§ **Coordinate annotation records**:
#####
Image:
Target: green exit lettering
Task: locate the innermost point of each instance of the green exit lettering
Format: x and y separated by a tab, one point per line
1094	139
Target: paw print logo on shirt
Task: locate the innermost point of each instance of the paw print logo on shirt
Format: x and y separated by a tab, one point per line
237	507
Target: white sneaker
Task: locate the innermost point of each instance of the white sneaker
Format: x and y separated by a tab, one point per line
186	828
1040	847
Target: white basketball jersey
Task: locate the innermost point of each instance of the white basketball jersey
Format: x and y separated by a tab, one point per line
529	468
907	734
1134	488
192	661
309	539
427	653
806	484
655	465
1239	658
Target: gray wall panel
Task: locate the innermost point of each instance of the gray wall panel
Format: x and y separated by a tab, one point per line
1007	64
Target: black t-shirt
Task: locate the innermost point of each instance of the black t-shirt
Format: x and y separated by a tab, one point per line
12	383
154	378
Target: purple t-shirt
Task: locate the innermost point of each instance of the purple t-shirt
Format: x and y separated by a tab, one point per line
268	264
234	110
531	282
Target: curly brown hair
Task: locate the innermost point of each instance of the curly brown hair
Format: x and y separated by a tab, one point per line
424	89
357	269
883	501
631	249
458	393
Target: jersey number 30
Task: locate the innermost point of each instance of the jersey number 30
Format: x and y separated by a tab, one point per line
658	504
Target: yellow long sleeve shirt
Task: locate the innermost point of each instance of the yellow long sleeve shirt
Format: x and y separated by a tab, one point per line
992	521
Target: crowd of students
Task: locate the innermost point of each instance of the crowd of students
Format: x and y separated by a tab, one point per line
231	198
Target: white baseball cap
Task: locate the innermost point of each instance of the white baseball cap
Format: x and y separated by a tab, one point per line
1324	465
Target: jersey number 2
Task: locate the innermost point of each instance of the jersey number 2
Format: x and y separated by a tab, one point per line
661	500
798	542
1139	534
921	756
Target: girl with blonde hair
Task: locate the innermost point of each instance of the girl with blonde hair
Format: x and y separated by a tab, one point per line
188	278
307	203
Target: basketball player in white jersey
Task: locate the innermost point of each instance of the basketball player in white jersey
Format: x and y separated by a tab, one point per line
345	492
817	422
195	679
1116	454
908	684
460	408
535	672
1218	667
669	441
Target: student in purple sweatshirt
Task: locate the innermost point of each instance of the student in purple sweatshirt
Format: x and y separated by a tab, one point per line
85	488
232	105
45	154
#####
§ **Request**:
Return all of the entries word for word.

§ **Answer to the task**:
Image:
Target: green exit lettering
Task: locate the innermost point of each instance of the green exit lettering
Format: x and y separated by a tab, one point per line
1094	139
Target: paw print logo on shirt
Task: locate the innermost point of each instance of the paw print logo on shirt
Format: x and y separated by a tab, one point per line
237	507
Target: white sneaker
Task: locate the innermost point of each instance of the white sneaker
Format: x and y separated by a tab, one point per line
186	828
1040	847
Target: white basketball jersey
Task: locate the innermost point of each instance of the white basketball jersey
Format: x and y separated by a tab, one point per line
529	468
907	734
1134	488
192	661
309	539
427	653
806	484
655	465
1239	658
Target: gray wall panel
Task: locate the innermost point of each instance of the gray wall panel
Format: x and y separated by a tab, one point per line
1007	64
Target: black t-shirt
Task: locate the innermost point of each instance of the black t-shirt
Format: x and y separated by a tab, one point per line
12	383
154	378
Target: purple t-shirt
Task: locate the innermost point of each instance of the purple t-shirt
Format: x and y separated by a tab, one point per line
268	264
234	110
531	282
Target: curly brown hair
Task: locate the innermost point of each instance of the curly brown hair
Format: x and y separated by a tab, one point per line
424	89
357	269
883	501
631	249
458	393
Target: jersey number 30
Task: locate the innermost point of each instance of the jersey number 30
Format: x and y separated by a tab, one point per line
658	504
Target: yellow long sleeve shirt
Task: locate the innermost point of each instance of the yellow long sleeve shirt
Format: x and y separated by a tab, one point per line
992	521
Target: crowd of students
Task: locate the innermost point of each instance of the crowd of students
Format: x and y separated by a tab, one point per line
231	198
Target: white baseball cap
Task: locate the innermost point of each instance of the white baseball cap
Format: x and y separated by a tab, one point per line
1324	465
Target: jersey number 2
Task: locate the innermost point of each instance of the jersey number 2
Format: x and y separated by a tab, one point per line
661	500
798	542
1139	534
921	756
Target: girl with blonde hair
Task: locate the innermost point of each instance of the girl with blonde hair
Format: x and y separated by a tab, one point per line
188	278
307	203
Target: basketball player in white jersey
Task: locate the innermost point of each instance of the basketball player in white jersey
Format: x and y separated by a tab, one point per line
345	492
817	422
195	679
1116	454
908	684
460	408
535	672
1218	667
669	441
Target: student in purple sweatshirt
Task: locate the innermost point of each instance of the student in purple sweatshirt
Format: x and y separated by a tab, one point per line
85	488
232	105
45	154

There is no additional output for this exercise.